— SELECTED TEXT —
$1.75B in mystery money could let Ottawa to start compensating farmers soon
Source says some of the money will go to dairy, egg and poultry producers to offset impact of trade deals.
The government is still talking with farmers and processors about compensation for the new USMCA and CPTPP. Chicken Farmers of Canada
The federal government says it plans to spend $1.75 billion by March without having said what the money is for, though at least some of the cash is likely to go to farmers hurt by new trade deals.
The government remains tight-lipped about how it will use the rest of the ''non-announced'' spending it allowed for in last week's fall economic statement.
In all, the government has made room for $9.5 billion worth of still-to-be-unveiled commitments over the next six years.
A government source says some of that will go to dairy, egg and poultry producers, whose protected domestic markets were opened up to more foreign competition under new North American and Pacific Rim trade deals. The source, who was not authorized to discuss the matter publicly, spoke on condition of anonymity.
The fall statement said the government is still talking with farmers and processors about compensation for the new United States-Mexico-Canada Agreement (USMCA) and the recently ratified Asia-Pacific trade pact known as the Comprehensive and Progressive Agreement for Trans-Pacific Partnership (CPTPP).
The negotiations will determine the size of the final package and how the money will be rolled out over the coming years.
In 2016, the Liberal government dedicated $350 million to help dairy producers deal with the impacts of Canada's trade agreement with the European Union. The amount included a five-year, $250-million fund for milk producers and a second program worth $100 million for cheese-makers.

Stored data:
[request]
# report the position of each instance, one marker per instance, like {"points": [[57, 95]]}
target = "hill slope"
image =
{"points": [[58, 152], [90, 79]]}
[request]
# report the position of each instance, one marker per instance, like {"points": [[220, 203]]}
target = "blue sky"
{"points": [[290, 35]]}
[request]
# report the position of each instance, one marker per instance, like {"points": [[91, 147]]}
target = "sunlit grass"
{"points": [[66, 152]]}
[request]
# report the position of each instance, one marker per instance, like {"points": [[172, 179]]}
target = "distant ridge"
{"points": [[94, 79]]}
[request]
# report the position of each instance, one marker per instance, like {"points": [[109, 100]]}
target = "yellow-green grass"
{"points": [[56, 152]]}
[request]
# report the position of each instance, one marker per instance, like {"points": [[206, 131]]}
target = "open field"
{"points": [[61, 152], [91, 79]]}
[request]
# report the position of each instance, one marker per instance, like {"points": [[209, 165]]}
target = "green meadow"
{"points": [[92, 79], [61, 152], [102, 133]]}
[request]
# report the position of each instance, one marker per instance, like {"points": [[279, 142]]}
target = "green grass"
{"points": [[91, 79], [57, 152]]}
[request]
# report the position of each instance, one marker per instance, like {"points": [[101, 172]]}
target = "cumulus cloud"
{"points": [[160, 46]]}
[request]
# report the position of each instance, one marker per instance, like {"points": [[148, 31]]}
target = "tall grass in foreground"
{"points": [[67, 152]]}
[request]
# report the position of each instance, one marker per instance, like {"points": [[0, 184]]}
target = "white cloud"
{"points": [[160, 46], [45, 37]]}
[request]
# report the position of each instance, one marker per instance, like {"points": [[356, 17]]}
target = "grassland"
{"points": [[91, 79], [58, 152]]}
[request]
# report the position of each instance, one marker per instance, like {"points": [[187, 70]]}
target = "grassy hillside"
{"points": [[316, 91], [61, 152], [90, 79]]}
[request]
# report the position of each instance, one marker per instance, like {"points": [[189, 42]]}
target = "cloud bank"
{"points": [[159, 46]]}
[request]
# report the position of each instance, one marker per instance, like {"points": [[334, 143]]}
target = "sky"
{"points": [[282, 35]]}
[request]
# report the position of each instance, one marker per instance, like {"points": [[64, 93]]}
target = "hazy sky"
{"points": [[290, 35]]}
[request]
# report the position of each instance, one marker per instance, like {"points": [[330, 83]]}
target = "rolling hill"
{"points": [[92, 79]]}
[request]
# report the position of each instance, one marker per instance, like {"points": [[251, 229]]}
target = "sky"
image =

— TASKS TO PERFORM —
a – In the article on farm compensation, how much room has the government made for still-to-be-unveiled commitments over the next six years?
b – Render this sentence from the article on farm compensation in Spanish: "The negotiations will determine the size of the final package and how the money will be rolled out over the coming years."
You won't need the stored lines.

— LIST OF SOLUTIONS —
a – $9.5 billion

b – Las negociaciones determinarán el tamaño del paquete final y cómo se distribuirá el dinero en los próximos años.